▶ [Work to complete]: Every record here needs to be written out again exactly.

───── Material provided

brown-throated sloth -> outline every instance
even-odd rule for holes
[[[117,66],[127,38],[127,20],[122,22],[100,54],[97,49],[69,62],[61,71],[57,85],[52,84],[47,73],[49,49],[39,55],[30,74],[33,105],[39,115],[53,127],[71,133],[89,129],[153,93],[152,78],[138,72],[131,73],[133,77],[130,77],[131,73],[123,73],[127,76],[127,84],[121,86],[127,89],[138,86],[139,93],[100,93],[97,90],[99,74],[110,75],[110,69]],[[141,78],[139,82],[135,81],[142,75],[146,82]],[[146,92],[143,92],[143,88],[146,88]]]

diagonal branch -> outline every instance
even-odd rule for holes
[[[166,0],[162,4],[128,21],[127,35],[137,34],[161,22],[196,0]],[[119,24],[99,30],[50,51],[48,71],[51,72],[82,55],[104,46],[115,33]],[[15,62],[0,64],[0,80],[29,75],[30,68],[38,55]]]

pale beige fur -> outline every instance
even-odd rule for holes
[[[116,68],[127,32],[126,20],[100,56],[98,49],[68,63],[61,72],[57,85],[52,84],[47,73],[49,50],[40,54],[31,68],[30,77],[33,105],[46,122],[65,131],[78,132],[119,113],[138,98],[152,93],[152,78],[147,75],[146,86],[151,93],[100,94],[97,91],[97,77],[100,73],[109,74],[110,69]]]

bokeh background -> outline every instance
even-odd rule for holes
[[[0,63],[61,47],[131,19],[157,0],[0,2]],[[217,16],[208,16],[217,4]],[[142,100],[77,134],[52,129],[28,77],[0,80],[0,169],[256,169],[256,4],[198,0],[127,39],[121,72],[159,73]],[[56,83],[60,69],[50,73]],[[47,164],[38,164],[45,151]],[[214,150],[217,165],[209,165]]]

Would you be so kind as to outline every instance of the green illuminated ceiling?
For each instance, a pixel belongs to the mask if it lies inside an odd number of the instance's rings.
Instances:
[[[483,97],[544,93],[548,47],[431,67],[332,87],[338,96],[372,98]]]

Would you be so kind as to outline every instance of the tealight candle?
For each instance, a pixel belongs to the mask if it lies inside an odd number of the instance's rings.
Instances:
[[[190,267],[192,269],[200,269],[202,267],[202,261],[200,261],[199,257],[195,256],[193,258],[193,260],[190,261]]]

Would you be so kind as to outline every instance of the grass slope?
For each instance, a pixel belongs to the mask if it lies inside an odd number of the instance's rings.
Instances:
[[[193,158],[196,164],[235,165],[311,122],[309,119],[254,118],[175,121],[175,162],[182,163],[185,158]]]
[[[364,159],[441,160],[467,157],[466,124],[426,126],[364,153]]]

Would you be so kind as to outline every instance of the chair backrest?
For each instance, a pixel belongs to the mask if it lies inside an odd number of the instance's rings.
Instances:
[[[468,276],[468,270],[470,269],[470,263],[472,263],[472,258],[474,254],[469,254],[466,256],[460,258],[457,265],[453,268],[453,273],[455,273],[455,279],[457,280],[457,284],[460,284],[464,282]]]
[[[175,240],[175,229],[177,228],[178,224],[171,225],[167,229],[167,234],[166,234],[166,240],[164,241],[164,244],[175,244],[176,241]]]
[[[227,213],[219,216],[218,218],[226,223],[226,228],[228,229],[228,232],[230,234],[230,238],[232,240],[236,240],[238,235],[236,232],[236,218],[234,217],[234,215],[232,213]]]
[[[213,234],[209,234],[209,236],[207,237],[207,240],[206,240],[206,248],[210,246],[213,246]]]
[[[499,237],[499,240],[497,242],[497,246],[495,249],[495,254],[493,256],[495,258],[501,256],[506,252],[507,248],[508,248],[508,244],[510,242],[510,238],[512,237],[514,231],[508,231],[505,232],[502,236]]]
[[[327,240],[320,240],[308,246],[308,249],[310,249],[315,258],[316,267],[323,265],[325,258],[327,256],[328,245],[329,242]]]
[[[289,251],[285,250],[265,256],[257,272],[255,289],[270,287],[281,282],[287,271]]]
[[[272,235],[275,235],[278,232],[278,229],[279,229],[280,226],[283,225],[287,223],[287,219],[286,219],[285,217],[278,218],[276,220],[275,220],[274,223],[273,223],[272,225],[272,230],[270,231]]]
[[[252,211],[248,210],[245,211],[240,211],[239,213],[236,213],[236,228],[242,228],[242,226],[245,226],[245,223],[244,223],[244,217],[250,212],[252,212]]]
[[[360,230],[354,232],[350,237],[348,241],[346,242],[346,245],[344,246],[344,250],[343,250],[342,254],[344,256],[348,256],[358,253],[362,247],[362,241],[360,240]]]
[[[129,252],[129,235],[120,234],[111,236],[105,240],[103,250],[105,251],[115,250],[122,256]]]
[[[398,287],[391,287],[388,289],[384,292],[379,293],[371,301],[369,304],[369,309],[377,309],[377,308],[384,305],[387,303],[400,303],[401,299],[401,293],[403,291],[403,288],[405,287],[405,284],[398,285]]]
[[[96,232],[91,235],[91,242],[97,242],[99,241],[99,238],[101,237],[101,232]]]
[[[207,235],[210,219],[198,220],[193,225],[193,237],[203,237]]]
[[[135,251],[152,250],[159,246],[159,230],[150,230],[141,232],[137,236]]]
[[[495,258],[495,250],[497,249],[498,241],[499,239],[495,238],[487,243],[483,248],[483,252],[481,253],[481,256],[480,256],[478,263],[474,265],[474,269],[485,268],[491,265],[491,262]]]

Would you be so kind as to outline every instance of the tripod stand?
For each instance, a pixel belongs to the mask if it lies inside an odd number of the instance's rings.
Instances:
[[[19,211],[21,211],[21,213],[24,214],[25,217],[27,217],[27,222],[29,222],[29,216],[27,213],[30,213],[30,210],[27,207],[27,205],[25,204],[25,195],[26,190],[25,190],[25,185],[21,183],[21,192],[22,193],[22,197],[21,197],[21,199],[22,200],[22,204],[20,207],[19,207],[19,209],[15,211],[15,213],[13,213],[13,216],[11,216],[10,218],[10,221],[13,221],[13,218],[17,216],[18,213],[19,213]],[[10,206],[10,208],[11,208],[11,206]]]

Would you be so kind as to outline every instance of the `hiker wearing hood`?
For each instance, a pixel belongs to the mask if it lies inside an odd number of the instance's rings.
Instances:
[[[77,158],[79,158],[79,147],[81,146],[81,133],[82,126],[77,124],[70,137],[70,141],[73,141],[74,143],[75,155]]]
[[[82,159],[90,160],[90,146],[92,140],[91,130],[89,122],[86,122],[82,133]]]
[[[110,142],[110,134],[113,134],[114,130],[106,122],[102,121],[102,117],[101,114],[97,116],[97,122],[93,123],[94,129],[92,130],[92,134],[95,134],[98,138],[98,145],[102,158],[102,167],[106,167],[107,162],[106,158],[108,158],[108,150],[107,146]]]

──────────

▶ [Output for this exercise]:
brown-throated sloth -> outline every instance
even-odd rule for holes
[[[117,66],[127,38],[127,20],[122,22],[100,54],[97,49],[69,62],[61,71],[57,85],[52,84],[47,73],[49,49],[39,55],[30,74],[33,105],[39,115],[53,127],[71,133],[89,129],[153,93],[152,78],[138,72],[131,73],[133,77],[130,77],[131,73],[123,73],[127,76],[127,84],[121,86],[127,89],[138,86],[139,93],[100,93],[97,90],[99,74],[110,75],[110,69]],[[141,78],[139,82],[135,81],[142,75],[146,82]],[[146,92],[143,92],[143,88],[146,88]]]

diagonal branch -> outline every instance
even-odd rule for holes
[[[166,0],[162,4],[128,21],[127,35],[137,34],[161,22],[196,0]],[[119,24],[99,30],[50,51],[48,71],[51,72],[82,55],[104,46],[115,33]],[[15,62],[0,64],[0,80],[29,75],[30,68],[38,55]]]

pale beige fur -> outline every instance
even-odd rule for holes
[[[116,68],[127,32],[126,20],[100,56],[98,49],[68,63],[61,72],[57,85],[52,84],[47,73],[49,50],[40,54],[31,68],[30,77],[33,105],[46,122],[65,131],[78,132],[119,113],[138,98],[152,93],[152,78],[147,75],[146,86],[151,93],[100,94],[97,91],[97,77],[100,73],[109,74],[110,69]]]

bokeh background -> outline every instance
even-odd rule for holes
[[[0,63],[61,47],[131,19],[157,0],[0,2]],[[217,16],[208,16],[217,4]],[[142,100],[77,134],[52,129],[28,77],[0,80],[0,169],[256,169],[256,4],[198,0],[127,39],[121,72],[159,73]],[[56,83],[60,69],[50,73]],[[47,164],[38,164],[45,151]],[[214,150],[217,165],[209,165]]]

Would you be so kind as to outline every instance of the green illuminated ceiling?
For each instance, a pixel belongs to the mask if it lies inside an odd number of the instance's rings.
Instances:
[[[483,97],[544,93],[548,47],[431,67],[332,87],[338,96],[372,98]]]

Would you be so kind as to outline every instance of the tealight candle?
For each instance, a pixel belongs to the mask if it lies inside an odd number of the instance's rings.
Instances:
[[[190,267],[192,269],[200,269],[202,267],[202,261],[200,261],[199,257],[195,256],[193,258],[193,260],[190,261]]]

Would you be so kind as to outline every instance of the grass slope?
For each instance, a pixel belongs to the mask if it lies inside an odd number of the instance's rings.
Instances:
[[[193,158],[196,164],[235,165],[311,122],[309,119],[254,118],[175,121],[175,162],[182,163],[185,158]]]
[[[364,159],[441,160],[467,157],[466,124],[426,126],[364,153]]]

Would you be so kind as to outline every instance of the chair backrest?
For each instance, a pixel belongs to the mask if it lies inside an odd number of the instance's rings.
Instances:
[[[468,276],[468,270],[470,269],[470,263],[472,263],[472,258],[474,254],[469,254],[466,256],[460,258],[457,265],[453,268],[453,273],[455,273],[455,279],[457,280],[457,284],[460,284],[464,282]]]
[[[175,240],[175,229],[177,228],[178,224],[171,225],[167,229],[167,234],[166,234],[166,240],[164,241],[164,244],[175,244],[176,241]]]
[[[227,213],[219,216],[218,218],[226,223],[226,228],[228,229],[228,232],[230,234],[230,238],[232,240],[236,240],[238,235],[236,232],[236,218],[234,217],[234,215],[232,213]]]
[[[213,234],[209,234],[209,236],[207,237],[207,240],[206,240],[206,248],[210,246],[213,246]]]
[[[499,237],[499,240],[497,242],[497,246],[495,249],[495,254],[493,256],[495,258],[501,256],[506,252],[507,248],[508,248],[508,244],[510,242],[510,238],[512,237],[514,231],[508,231],[505,232],[502,236]]]
[[[327,240],[320,240],[308,246],[308,249],[310,249],[315,258],[316,267],[323,265],[325,258],[327,256],[328,245],[329,242]]]
[[[289,251],[285,250],[265,256],[257,272],[255,289],[270,287],[281,282],[287,271]]]
[[[272,235],[275,235],[278,232],[278,229],[279,229],[280,226],[283,225],[287,223],[287,219],[286,219],[285,217],[278,218],[276,220],[275,220],[274,223],[273,223],[272,225],[272,230],[270,231]]]
[[[252,211],[248,210],[245,211],[240,211],[239,213],[236,213],[236,228],[242,228],[242,226],[245,226],[245,223],[244,223],[244,217],[250,212],[252,212]]]
[[[360,230],[354,232],[350,237],[348,241],[346,242],[346,245],[344,246],[344,250],[343,250],[342,254],[344,256],[348,256],[358,253],[362,247],[362,241],[360,240]]]
[[[129,252],[129,235],[120,234],[111,236],[105,240],[103,250],[105,251],[115,250],[122,256]]]
[[[398,287],[391,287],[388,289],[384,292],[379,293],[371,301],[369,304],[369,309],[377,309],[377,308],[384,305],[387,303],[400,303],[401,299],[401,293],[403,291],[403,288],[405,287],[405,284],[398,285]]]
[[[96,232],[91,235],[91,242],[97,242],[99,241],[99,238],[101,237],[101,232]]]
[[[207,235],[210,219],[198,220],[193,225],[193,237],[203,237]]]
[[[135,251],[152,250],[159,246],[159,230],[150,230],[141,232],[137,236]]]
[[[495,258],[495,250],[497,249],[498,241],[499,239],[495,238],[487,243],[483,248],[483,252],[481,253],[481,256],[480,256],[478,263],[474,265],[474,269],[485,268],[491,265],[491,262]]]

Would you be so kind as to outline every instance of the tripod stand?
For each instance, a pixel belongs to the mask if it lies inside an odd number of the instance's rings.
Instances:
[[[19,211],[21,211],[21,213],[24,214],[25,217],[27,217],[27,222],[29,222],[29,216],[27,213],[30,213],[30,210],[27,207],[27,205],[25,204],[25,195],[26,190],[25,190],[25,185],[21,183],[21,192],[22,193],[22,197],[21,197],[21,199],[22,200],[22,204],[20,207],[19,207],[19,209],[15,211],[15,213],[13,213],[13,216],[11,216],[10,218],[10,221],[13,221],[13,218],[17,216],[18,213],[19,213]],[[10,206],[10,208],[11,208],[11,206]]]

Would you be so kind as to outline every instance of the `hiker wearing hood`?
For each instance, a pixel belongs to the mask if it lies inside an odd number of the instance's rings.
Instances:
[[[77,158],[79,158],[79,147],[81,146],[81,133],[82,126],[77,124],[70,137],[70,141],[73,141],[74,143],[75,155]]]
[[[82,159],[90,160],[90,146],[92,140],[91,130],[89,122],[86,122],[82,133]]]
[[[110,142],[110,134],[113,134],[114,130],[106,122],[102,121],[102,117],[101,114],[97,116],[97,122],[93,123],[94,129],[92,130],[92,134],[95,134],[98,138],[98,145],[102,158],[102,167],[106,167],[107,162],[106,158],[108,158],[108,150],[107,146]]]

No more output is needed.